_Work instructions_: Copy out the data word for word. The images are not part of the copy.

-- Opening Marker --

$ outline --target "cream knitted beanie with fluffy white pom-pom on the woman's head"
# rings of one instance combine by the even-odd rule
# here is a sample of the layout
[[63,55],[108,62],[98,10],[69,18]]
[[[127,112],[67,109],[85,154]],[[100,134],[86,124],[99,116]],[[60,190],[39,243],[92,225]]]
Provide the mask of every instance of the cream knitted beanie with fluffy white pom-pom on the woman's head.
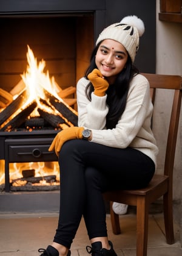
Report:
[[123,44],[132,59],[135,60],[139,48],[139,37],[144,33],[144,23],[137,16],[126,16],[120,23],[106,27],[96,40],[96,45],[105,39],[112,39]]

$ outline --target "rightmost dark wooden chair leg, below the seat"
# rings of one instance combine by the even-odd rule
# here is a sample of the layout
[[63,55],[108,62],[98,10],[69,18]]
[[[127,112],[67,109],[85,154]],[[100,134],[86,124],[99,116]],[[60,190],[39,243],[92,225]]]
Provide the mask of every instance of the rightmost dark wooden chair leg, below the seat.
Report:
[[164,225],[166,230],[166,242],[167,244],[174,244],[174,223],[173,223],[173,205],[172,195],[166,193],[163,196],[163,208],[164,208]]

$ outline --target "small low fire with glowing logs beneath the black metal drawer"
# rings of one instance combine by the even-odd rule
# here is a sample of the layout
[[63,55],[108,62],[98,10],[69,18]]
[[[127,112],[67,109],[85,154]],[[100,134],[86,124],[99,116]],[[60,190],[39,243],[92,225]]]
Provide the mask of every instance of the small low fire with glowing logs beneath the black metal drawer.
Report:
[[[4,160],[0,160],[0,165],[3,167]],[[11,191],[59,190],[58,162],[10,163],[9,174]],[[5,175],[2,172],[0,191],[4,190],[4,182]]]

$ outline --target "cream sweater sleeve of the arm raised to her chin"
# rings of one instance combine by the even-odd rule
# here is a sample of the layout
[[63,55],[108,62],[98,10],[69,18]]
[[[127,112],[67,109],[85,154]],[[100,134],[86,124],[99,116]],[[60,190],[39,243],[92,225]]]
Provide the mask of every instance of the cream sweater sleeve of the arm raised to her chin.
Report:
[[106,105],[107,95],[98,97],[92,93],[92,101],[86,97],[86,86],[89,83],[84,77],[78,81],[76,87],[78,105],[78,126],[89,129],[103,130],[106,126],[106,115],[108,107]]

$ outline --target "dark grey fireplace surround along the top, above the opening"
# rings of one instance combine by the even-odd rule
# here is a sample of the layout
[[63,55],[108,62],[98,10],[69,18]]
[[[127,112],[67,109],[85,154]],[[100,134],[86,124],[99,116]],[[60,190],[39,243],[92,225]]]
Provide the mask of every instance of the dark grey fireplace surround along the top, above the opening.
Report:
[[1,0],[0,18],[24,17],[24,16],[61,16],[84,14],[92,12],[94,16],[94,39],[106,26],[106,0]]

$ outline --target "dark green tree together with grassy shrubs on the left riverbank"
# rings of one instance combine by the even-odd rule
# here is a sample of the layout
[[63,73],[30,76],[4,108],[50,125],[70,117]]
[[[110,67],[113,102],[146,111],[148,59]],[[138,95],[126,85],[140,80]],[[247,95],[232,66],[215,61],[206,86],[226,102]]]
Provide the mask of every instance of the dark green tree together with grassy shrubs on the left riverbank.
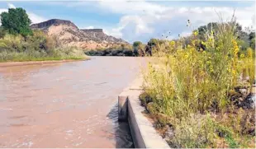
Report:
[[81,49],[61,47],[41,30],[31,30],[31,21],[22,8],[2,12],[1,21],[0,62],[86,58]]

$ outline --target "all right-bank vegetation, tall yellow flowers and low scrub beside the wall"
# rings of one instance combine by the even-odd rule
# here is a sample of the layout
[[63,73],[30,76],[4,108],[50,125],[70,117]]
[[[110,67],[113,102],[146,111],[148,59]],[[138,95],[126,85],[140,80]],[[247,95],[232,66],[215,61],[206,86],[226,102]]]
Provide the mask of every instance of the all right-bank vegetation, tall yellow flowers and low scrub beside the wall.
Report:
[[141,103],[170,147],[255,147],[254,45],[243,47],[235,20],[202,28],[149,42],[157,58],[144,74]]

-- Closing Marker --

_Output below_:
$ outline --target "cream knitted beanie with fluffy white pom-pom on the woman's head"
# rings of one instance combine by the even-odd rule
# here is a sample of the layout
[[63,55],[108,62],[98,10],[69,18]]
[[[127,112],[67,109],[85,154]],[[100,134],[86,124],[99,116]],[[60,190],[39,243],[92,225]]]
Provide the mask of every instance of the cream knitted beanie with fluffy white pom-pom on the woman's head.
Report:
[[123,44],[132,59],[135,60],[139,48],[139,37],[144,33],[144,23],[137,16],[126,16],[120,23],[106,27],[96,40],[96,45],[105,39],[112,39]]

$ outline --target "rightmost dark wooden chair leg, below the seat"
# rings of one instance combine by the even-odd rule
# here is a sample of the layout
[[63,55],[108,62],[98,10],[69,18]]
[[[127,112],[67,109],[85,154]],[[100,134],[86,124],[99,116]],[[60,190],[39,243],[92,225]]]
Provide the mask of every instance of the rightmost dark wooden chair leg, below the seat.
Report:
[[164,225],[166,230],[166,242],[167,244],[174,244],[174,223],[173,223],[173,205],[172,195],[166,193],[163,196],[163,208],[164,208]]

$ outline --target "small low fire with glowing logs beneath the black metal drawer"
# rings of one instance combine by the even-odd rule
# here is a sample of the layout
[[63,55],[108,62],[98,10],[69,18]]
[[[127,112],[67,109],[85,154]],[[100,134],[86,124],[99,116]],[[60,190],[39,243],[92,225]]]
Provide the mask of every instance of the small low fire with glowing logs beneath the black metal drawer.
Report:
[[[4,160],[0,160],[0,165],[3,167]],[[11,191],[59,190],[58,162],[10,163],[9,174]],[[5,175],[2,172],[0,191],[4,190],[4,182]]]

$ outline --target "cream sweater sleeve of the arm raised to her chin"
# rings of one instance combine by the even-odd rule
# here is a sample of the layout
[[63,55],[108,62],[98,10],[69,18]]
[[[127,112],[67,109],[85,154]],[[100,134],[86,124],[99,116]],[[60,190],[39,243],[92,225]]]
Provide the mask of every instance of the cream sweater sleeve of the arm raised to her chin.
Report:
[[106,105],[107,95],[98,97],[92,93],[92,101],[86,97],[86,86],[89,83],[84,77],[78,81],[76,87],[78,105],[78,126],[89,129],[103,130],[106,126],[106,115],[108,107]]

$ outline --target "dark grey fireplace surround along the top, above the opening"
# rings of one instance combine by the even-odd rule
# here is a sample of the layout
[[63,55],[108,62],[98,10],[69,18]]
[[[127,112],[67,109],[85,154]],[[100,134],[86,124],[99,116]],[[60,190],[39,243],[92,225]]]
Provide the mask of every instance of the dark grey fireplace surround along the top, above the opening.
Report:
[[1,0],[0,18],[24,17],[24,16],[61,16],[84,14],[92,12],[94,16],[94,39],[106,26],[106,0]]

$ outline --target "dark green tree together with grassy shrubs on the left riverbank"
# rings of one instance combine by the even-odd rule
# here is a sample of the layout
[[63,73],[30,76],[4,108],[50,125],[70,117]]
[[[110,67],[113,102],[146,111],[148,59]],[[138,95],[126,85],[140,80]],[[247,95],[232,66],[215,61],[206,86],[226,102]]]
Provide the mask of every instance of the dark green tree together with grassy shrubs on the left riverbank.
Report:
[[81,49],[61,47],[41,30],[31,30],[31,21],[22,8],[2,12],[1,21],[0,62],[86,58]]

$ outline --target "all right-bank vegetation, tall yellow flowers and low scrub beside the wall"
# rings of one instance combine by the even-odd rule
# here is a sample of the layout
[[63,73],[30,76],[4,108],[50,125],[70,117]]
[[[110,67],[113,102],[146,111],[148,59]],[[138,95],[126,85],[140,80]],[[247,95],[232,66],[215,61],[206,86],[226,102]]]
Provide the mask of every instance of the all right-bank vegetation, tall yellow flowers and low scrub beside the wall.
Report:
[[141,103],[170,147],[255,147],[254,45],[243,47],[235,20],[202,28],[149,42],[157,58],[144,74]]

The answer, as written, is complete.